» **WORK REQUIRED**: Look through the entries for the string "bridge" and copy every line where it shows up.

─── DATASET EXTRACT ───

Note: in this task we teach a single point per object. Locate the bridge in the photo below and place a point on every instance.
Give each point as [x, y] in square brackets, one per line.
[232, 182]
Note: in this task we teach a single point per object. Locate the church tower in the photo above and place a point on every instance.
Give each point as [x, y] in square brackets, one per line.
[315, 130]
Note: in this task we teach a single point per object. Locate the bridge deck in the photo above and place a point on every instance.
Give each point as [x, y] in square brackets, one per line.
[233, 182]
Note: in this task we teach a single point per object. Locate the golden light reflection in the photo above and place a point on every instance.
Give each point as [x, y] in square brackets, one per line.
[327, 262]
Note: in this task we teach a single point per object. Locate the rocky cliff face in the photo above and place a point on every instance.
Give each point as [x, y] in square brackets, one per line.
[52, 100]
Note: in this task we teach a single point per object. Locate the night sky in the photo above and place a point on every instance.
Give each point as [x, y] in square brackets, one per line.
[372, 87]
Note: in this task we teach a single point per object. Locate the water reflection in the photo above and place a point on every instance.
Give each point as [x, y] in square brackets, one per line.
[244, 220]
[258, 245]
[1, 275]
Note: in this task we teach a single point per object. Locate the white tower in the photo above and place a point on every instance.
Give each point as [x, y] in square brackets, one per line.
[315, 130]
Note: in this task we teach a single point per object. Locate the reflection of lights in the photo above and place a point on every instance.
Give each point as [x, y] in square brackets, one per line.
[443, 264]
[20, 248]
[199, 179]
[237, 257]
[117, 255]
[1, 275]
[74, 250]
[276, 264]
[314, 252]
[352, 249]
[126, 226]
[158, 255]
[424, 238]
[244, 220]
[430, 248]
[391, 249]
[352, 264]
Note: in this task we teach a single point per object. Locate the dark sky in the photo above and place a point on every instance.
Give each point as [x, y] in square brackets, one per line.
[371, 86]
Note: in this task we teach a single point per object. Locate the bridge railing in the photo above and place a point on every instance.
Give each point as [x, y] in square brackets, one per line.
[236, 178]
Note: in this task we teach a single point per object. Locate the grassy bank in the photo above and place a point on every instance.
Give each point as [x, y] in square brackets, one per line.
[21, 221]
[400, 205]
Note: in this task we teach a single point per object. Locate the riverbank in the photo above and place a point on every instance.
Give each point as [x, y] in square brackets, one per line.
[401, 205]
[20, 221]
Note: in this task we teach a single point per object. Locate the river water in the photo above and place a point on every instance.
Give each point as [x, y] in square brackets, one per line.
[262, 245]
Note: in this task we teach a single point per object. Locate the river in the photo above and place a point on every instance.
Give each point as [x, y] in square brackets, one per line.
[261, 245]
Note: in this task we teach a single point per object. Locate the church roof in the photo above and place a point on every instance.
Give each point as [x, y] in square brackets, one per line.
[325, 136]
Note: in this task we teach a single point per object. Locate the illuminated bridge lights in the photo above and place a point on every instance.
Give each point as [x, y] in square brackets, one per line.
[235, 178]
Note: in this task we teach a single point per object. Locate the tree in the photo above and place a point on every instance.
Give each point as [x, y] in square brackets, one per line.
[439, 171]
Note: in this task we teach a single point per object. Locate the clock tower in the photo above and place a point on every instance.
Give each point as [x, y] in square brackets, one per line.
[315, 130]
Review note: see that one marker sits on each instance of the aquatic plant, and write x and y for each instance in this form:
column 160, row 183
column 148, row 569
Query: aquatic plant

───
─── DATASET EXTRACT ───

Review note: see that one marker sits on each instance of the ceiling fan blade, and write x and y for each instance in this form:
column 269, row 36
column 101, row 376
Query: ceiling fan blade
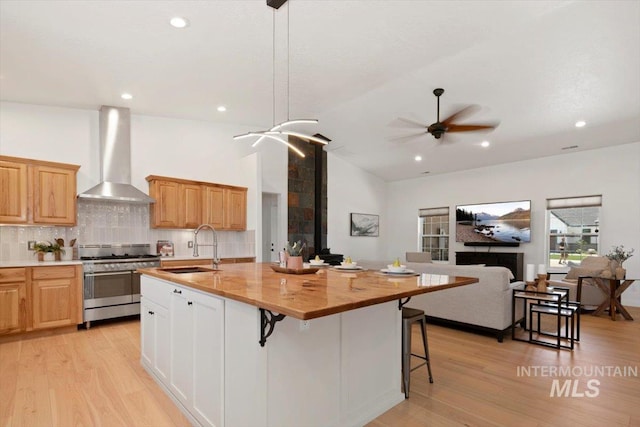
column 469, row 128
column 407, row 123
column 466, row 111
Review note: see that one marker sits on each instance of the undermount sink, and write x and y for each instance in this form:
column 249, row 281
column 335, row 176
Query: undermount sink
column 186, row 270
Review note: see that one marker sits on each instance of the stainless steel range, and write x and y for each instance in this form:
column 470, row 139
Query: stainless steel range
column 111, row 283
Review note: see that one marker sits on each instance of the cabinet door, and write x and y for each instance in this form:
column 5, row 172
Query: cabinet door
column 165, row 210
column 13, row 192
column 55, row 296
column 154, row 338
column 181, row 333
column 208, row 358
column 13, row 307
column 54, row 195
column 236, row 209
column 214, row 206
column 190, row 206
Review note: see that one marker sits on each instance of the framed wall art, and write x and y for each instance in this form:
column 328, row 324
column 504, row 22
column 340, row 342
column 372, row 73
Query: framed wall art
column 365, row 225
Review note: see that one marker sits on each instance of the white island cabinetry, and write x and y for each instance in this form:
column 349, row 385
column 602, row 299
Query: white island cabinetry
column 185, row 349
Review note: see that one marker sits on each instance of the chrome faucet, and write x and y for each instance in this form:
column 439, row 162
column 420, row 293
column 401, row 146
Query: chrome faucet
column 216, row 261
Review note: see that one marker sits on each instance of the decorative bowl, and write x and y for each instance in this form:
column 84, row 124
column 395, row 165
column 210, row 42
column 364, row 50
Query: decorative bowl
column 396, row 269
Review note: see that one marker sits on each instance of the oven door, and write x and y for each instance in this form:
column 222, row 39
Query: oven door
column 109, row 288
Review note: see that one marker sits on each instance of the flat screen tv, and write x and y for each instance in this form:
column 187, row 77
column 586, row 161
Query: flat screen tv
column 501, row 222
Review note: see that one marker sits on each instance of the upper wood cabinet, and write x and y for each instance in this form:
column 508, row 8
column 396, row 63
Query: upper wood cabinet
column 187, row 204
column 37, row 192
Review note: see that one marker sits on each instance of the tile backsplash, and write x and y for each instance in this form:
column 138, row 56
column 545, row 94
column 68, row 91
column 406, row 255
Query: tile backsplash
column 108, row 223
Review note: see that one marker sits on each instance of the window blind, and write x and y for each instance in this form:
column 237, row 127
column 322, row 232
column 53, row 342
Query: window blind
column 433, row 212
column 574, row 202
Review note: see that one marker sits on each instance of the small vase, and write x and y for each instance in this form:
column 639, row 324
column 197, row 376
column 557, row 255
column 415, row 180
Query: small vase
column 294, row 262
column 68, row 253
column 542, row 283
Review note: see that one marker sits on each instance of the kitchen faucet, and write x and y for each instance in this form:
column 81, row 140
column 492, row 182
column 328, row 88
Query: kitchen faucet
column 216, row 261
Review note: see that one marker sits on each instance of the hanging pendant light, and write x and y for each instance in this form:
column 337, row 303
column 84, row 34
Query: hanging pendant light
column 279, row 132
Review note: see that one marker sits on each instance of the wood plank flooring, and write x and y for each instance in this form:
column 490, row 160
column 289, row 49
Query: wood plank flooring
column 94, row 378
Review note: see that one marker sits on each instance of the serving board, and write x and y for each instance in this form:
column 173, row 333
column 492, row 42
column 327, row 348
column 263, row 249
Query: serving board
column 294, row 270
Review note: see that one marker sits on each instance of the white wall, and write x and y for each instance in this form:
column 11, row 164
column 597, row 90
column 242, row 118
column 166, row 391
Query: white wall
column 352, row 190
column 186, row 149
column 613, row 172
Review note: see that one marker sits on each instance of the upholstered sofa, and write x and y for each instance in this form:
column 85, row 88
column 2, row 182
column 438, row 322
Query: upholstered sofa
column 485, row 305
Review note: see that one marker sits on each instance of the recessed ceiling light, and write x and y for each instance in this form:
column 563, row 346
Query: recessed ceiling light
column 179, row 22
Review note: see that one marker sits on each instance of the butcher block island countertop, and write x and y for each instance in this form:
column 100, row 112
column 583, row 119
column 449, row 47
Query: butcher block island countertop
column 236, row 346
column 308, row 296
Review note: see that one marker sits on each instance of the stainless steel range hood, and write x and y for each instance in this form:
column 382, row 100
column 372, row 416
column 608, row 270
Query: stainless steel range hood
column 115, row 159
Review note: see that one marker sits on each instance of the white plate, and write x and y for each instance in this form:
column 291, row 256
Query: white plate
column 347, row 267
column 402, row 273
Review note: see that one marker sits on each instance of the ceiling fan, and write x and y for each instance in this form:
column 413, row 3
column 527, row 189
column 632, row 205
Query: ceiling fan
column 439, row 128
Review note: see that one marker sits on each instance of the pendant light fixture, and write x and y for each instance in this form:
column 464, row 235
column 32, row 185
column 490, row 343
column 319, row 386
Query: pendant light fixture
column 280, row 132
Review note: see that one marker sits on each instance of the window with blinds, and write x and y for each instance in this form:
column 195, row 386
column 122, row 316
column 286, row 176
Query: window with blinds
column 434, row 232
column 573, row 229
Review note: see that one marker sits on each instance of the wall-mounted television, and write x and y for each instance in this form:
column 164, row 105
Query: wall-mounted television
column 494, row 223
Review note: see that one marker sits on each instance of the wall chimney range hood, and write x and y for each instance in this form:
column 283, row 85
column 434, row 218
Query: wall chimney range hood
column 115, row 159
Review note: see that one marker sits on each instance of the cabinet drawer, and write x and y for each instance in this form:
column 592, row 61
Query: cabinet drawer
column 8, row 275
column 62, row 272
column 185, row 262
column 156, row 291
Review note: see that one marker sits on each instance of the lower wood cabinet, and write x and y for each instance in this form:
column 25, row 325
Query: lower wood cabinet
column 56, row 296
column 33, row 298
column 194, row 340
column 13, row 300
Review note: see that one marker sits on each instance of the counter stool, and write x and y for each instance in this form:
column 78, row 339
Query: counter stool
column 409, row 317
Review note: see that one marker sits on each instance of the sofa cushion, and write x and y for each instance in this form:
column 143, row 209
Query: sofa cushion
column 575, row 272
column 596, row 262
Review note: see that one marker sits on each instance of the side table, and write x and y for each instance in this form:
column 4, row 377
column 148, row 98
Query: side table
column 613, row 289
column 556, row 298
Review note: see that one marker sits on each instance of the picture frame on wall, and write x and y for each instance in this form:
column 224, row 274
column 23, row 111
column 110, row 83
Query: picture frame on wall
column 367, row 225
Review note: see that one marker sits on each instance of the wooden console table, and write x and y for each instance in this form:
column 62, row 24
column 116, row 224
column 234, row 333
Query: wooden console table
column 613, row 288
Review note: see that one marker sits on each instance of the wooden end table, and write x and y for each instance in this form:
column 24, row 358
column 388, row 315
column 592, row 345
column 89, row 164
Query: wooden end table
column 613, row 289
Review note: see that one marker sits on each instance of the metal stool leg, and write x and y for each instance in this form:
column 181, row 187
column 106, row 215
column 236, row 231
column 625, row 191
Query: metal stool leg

───

» **REPLY TO THE EXERCISE**:
Note: in this task we teach a single point per object. Locate the bridge in the photo below and place a point on every instance.
Note: in this task we teach a single point per object. Locate the bridge deck in the photo above and place a point on every instance.
Note: in this task we teach a single point per object. Locate the bridge railing in the photo above and place a point on every instance.
Note: in this task we teach a single point per object. Locate the illuminated bridge lights in the photo above and place a point on every instance.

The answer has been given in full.